▶ _Was gefragt ist_
Beantworte diese Fragen zum Textauszug kurz:
(a) Womit sollen alle Schulen ausgestattet werden?
(b) Worauf muss der Prozess zum Aufbau einer starken und gerechten Volkswirtschaft Frankreich zugleich vorbereiten?
(c) Wessen Aufgabe ist es, ein Reformbeispiel zu setzen?

▶ _Textauszug_
_ _ _

Man denke etwa an die Bildung. Durch Überarbeitung unseres bildungspolitischen Schwerpunktprogramms können wir die Lehrmethoden anpassen, um die Ungleichheit in den Schulen zu bekämpfen, und zugleich zusätzliche Ressourcen in sozial benachteiligte Gebiete umlenken. Hierzu gehört, alle Schulen mit genügend Computern auszustatten, damit alle Schüler von den heutigen technologischen Durchbrüchen profitieren können – und zwar ohne dass es eine digitale Kluft zwischen Schülern oder Regionen gibt. Dass sich die Auswirkungen dieser Maßnahmen erst nach Jahren zeigen werden, darf ihre Dringlichkeit nicht schmälern.

Tatsächlich sollte der gesamte Prozess zum Aufbau einer starken und gerechten Volkswirtschaft nicht allein darauf abzielen, das Leben der heutigen Bürger zu verbessern; er muss Frankreich zugleich auf die Zukunft vorbereiten. Und gerade die erfolgreichsten Initiativen zur langfristigen Stärkung eines Landes brauchen häufig Zeit, um sichtbare Ergebnisse zu produzieren.

In einer Gesellschaft, die Unmittelbarkeit überbewertet, kann es schwierig sein, eine langfristige Sicht einzunehmen. Doch wird sich meine Regierung nicht von vorausschauenden Maßnahmen abhalten lassen, die sicherstellen, dass das Frankreich von morgen ein Frankreich ist, das unsere Bürger wollen und das sie verdienen.

Es ist Aufgabe des Staates, ein Reformbeispiel zu setzen. Dies gilt besonders in Frankreich, wo die Bürger hohe Erwartungen in den Staat setzen – der nicht alles tun soll, aber eindeutig strategische Linien vorgeben und die lokalen Akteure zum Erfolg befähigen soll. Kurz gesagt: Die Regierung muss ihre Fähigkeit, die Agenda vorzugeben, in den Dienst des Volkes stellen.

_ _ _

▶ _Aufgelistete Einträge_
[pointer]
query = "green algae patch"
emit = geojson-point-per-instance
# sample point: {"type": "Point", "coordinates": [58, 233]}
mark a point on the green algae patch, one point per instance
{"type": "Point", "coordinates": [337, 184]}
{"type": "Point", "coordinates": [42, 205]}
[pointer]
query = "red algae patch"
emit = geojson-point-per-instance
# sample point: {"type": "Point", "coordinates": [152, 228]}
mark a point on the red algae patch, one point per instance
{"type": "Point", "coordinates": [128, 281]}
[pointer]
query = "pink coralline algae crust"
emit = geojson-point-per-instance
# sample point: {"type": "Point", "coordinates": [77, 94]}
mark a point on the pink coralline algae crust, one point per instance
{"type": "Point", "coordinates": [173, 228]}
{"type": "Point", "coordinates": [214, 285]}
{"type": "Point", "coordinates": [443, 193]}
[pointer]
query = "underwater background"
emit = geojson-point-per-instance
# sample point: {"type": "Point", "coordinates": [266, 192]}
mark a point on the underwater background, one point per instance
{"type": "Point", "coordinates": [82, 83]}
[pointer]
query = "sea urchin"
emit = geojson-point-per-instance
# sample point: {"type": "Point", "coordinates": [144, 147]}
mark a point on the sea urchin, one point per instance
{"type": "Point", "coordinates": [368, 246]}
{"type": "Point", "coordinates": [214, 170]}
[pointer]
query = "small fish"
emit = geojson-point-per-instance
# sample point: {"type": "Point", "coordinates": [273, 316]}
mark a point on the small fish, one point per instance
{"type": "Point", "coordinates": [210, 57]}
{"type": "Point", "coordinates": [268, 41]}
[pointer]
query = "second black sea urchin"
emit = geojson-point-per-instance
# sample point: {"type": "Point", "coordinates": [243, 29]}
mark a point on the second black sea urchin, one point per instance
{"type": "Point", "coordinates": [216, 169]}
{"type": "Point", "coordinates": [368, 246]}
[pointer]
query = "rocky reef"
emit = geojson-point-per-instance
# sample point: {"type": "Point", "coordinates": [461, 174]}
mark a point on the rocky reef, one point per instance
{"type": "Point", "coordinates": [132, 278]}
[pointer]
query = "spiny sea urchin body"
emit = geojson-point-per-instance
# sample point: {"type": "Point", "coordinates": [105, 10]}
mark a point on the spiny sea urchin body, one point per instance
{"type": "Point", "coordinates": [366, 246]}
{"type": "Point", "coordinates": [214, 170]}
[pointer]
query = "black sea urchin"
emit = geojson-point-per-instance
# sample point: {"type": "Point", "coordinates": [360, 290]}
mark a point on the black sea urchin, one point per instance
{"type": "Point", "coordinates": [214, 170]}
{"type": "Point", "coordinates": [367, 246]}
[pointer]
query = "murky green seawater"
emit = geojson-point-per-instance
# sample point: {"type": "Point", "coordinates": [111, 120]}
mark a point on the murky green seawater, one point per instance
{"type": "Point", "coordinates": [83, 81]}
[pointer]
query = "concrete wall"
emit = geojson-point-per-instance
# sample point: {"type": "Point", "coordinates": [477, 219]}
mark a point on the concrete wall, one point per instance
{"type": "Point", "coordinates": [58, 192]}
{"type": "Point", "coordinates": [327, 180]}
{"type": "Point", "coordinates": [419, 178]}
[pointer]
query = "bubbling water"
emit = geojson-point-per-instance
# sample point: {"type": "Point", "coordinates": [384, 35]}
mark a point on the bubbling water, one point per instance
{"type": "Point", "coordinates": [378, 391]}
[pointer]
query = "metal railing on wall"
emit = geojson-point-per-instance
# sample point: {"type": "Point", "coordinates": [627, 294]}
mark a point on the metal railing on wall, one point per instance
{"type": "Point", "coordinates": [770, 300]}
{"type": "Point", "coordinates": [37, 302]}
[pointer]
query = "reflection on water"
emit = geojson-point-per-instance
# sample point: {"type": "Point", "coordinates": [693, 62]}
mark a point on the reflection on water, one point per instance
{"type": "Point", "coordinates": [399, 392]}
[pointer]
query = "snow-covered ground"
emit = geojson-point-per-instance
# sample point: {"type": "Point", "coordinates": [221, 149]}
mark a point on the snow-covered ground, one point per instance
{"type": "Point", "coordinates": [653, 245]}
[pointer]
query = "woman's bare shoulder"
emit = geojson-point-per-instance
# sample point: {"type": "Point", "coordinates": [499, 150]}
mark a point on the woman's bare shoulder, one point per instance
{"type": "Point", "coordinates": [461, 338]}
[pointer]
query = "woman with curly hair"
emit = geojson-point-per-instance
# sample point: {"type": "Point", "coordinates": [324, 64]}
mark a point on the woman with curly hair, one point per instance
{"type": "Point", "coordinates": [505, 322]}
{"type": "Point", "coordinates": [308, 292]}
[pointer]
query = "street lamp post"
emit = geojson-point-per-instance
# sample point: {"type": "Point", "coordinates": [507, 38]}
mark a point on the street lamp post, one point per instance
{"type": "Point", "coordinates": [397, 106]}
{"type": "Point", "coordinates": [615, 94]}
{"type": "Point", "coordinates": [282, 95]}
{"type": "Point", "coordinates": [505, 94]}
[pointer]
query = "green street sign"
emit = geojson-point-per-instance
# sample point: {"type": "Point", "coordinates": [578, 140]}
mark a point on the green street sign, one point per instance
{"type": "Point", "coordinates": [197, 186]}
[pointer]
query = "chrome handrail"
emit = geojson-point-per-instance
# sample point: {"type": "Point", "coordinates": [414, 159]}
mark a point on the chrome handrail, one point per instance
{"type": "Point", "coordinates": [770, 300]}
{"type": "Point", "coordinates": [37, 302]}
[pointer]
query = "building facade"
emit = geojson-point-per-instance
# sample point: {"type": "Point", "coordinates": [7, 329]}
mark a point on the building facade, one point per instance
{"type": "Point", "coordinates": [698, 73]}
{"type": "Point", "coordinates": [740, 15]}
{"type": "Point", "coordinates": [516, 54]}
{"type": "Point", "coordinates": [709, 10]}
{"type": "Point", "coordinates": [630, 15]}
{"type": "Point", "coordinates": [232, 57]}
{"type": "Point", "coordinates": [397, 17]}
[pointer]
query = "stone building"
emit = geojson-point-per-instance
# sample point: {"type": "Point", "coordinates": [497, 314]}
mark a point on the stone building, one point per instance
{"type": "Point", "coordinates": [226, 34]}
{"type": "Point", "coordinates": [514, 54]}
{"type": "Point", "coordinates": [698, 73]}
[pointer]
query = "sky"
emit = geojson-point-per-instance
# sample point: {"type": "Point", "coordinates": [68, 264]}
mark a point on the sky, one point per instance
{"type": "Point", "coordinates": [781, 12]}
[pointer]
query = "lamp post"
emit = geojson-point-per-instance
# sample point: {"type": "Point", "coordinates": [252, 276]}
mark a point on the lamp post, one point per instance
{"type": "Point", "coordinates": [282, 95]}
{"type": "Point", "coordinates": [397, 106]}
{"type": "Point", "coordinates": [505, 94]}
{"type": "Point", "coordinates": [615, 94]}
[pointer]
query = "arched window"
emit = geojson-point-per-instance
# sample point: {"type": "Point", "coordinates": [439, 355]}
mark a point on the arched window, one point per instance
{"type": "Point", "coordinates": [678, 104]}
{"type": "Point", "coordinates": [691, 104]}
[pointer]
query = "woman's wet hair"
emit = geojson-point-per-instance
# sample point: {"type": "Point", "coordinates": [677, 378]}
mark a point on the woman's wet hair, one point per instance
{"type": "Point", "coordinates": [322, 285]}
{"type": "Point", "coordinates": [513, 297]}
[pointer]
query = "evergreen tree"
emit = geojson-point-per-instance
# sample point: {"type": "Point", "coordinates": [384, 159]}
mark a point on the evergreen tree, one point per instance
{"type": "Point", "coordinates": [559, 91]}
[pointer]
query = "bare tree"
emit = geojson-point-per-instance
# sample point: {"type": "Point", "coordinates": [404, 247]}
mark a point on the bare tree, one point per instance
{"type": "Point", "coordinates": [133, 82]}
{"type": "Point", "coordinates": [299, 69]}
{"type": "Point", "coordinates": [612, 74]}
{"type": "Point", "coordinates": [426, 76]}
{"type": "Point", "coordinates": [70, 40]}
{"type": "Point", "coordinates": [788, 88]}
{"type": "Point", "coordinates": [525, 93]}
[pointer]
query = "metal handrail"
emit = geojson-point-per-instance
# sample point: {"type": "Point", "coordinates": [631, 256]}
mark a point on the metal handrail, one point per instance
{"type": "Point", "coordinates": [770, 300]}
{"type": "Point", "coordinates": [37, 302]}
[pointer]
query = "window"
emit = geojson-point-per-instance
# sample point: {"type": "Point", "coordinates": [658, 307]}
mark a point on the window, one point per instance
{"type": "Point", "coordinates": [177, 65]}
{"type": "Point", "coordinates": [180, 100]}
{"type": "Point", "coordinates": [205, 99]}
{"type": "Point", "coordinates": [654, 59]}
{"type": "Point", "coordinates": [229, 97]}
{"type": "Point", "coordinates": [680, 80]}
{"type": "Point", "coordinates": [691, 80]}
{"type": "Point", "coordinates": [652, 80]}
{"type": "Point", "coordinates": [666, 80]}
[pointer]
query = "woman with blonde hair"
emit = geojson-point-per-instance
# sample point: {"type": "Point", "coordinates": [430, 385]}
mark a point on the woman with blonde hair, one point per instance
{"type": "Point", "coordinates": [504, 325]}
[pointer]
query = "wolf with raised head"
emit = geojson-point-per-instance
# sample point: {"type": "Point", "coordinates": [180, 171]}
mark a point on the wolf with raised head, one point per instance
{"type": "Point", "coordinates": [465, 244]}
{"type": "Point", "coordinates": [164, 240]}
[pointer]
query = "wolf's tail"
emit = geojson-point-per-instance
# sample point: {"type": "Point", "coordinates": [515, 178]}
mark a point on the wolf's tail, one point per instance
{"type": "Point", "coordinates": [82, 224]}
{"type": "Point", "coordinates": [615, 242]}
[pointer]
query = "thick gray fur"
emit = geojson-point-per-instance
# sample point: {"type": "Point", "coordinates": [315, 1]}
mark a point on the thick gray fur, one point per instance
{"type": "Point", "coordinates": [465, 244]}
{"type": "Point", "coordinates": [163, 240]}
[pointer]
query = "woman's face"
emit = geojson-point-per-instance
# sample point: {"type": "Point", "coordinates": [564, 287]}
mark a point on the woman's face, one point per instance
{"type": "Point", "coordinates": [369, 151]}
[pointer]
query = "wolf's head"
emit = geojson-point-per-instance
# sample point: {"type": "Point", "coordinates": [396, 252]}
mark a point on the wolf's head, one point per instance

_ _ _

▶ _Richtige Antwort_
(a) Mit genügend Computern.
(b) Auf die Zukunft.
(c) Die des Staates.